[Photo-based point labeling data]

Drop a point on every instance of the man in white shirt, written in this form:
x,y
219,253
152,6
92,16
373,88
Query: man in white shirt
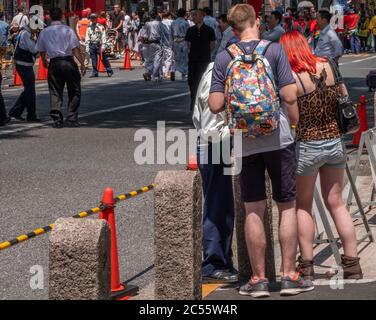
x,y
61,43
20,19
218,215
24,59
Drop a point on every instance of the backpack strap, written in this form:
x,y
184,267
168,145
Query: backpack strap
x,y
262,47
234,51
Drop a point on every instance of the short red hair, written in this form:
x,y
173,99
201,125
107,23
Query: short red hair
x,y
299,53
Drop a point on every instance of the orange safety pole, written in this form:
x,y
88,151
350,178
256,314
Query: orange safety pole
x,y
118,291
127,60
17,81
100,66
42,70
362,114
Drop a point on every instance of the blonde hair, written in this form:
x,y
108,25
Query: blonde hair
x,y
242,16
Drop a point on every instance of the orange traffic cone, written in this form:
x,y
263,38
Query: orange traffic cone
x,y
192,163
17,81
42,70
100,65
119,291
362,113
127,60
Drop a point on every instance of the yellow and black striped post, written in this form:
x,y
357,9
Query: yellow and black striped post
x,y
37,232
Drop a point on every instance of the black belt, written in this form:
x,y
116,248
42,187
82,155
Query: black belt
x,y
68,58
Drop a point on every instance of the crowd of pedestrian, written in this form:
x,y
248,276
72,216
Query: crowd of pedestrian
x,y
276,79
278,82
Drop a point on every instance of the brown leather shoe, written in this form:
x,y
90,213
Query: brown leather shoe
x,y
306,269
351,268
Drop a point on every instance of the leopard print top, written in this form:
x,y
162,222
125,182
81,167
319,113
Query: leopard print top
x,y
317,111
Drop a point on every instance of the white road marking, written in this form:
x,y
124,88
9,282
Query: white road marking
x,y
356,61
29,126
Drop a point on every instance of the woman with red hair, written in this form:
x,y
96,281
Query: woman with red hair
x,y
320,149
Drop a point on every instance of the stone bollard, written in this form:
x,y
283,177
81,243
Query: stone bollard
x,y
178,235
79,260
244,265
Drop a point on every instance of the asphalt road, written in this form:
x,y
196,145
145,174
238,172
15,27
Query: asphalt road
x,y
47,173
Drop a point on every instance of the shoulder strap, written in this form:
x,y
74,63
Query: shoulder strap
x,y
262,47
301,82
337,74
235,50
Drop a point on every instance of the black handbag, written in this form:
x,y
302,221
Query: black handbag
x,y
347,116
346,111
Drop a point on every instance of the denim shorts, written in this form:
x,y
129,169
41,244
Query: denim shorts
x,y
313,155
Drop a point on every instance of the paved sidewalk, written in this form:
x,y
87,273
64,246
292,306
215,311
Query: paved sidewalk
x,y
354,291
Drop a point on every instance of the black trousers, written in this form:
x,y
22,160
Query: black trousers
x,y
3,112
95,53
61,73
27,99
195,73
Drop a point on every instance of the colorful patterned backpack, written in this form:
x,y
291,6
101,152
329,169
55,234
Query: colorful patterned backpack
x,y
251,96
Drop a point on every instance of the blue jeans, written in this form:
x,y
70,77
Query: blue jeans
x,y
27,99
95,51
355,44
218,215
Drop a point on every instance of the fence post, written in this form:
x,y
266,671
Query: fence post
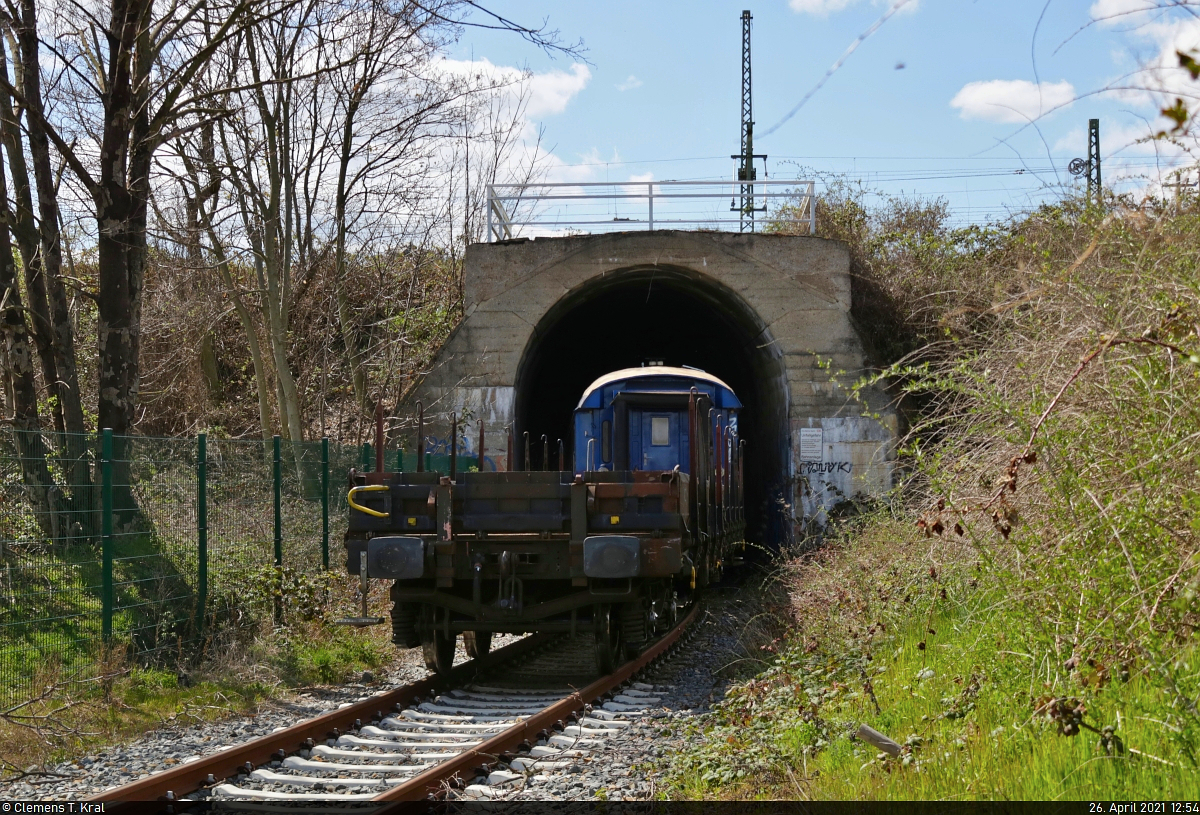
x,y
277,477
106,531
324,503
202,531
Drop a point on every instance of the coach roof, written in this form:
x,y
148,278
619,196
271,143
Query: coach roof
x,y
663,371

- **What the exercise asks**
Transcribe the data from the line containing "Drop a point on every instance of the asphalt" through the end of the data, keeping both of those lines. Leave the pictures out.

- **Output of the task**
Drop a point on every instance of the asphalt road, written in this form:
x,y
196,145
145,174
238,172
15,27
Query: asphalt road
x,y
47,173
Drop a point on every instance of the shoulder strap, written in this form:
x,y
74,63
Query: shoulder strap
x,y
262,47
301,82
337,74
235,50
Drop a point on every instance of the black handbag, written in this form:
x,y
302,221
Query: black handbag
x,y
347,116
346,111
Drop a point on every instance of the denim shorts, written in this form:
x,y
129,169
41,244
Query: denim shorts
x,y
313,155
Drop a point on every instance of the paved sidewalk, written in this form:
x,y
87,273
64,246
292,306
215,311
Query: paved sidewalk
x,y
354,291
Drop a point on every instance of the black trousers, written in this form:
x,y
22,160
Query: black trousers
x,y
3,112
95,53
61,73
27,99
195,73
Drop a point on every instance of the colorful patterned backpack, written in this form:
x,y
291,6
101,152
329,169
55,234
Query: colorful patterned backpack
x,y
251,96
Drop a point on every instance of the blue jeans, written in this form:
x,y
70,77
Query: blue jeans
x,y
27,99
95,51
355,44
218,215
Drop a point on every instance of the fence post, written in this form:
x,y
266,671
Query: fence post
x,y
277,477
106,531
324,503
202,531
Drop a point on every instance of the coach roof, written in this form:
x,y
148,278
619,196
271,143
Query: coach roof
x,y
663,371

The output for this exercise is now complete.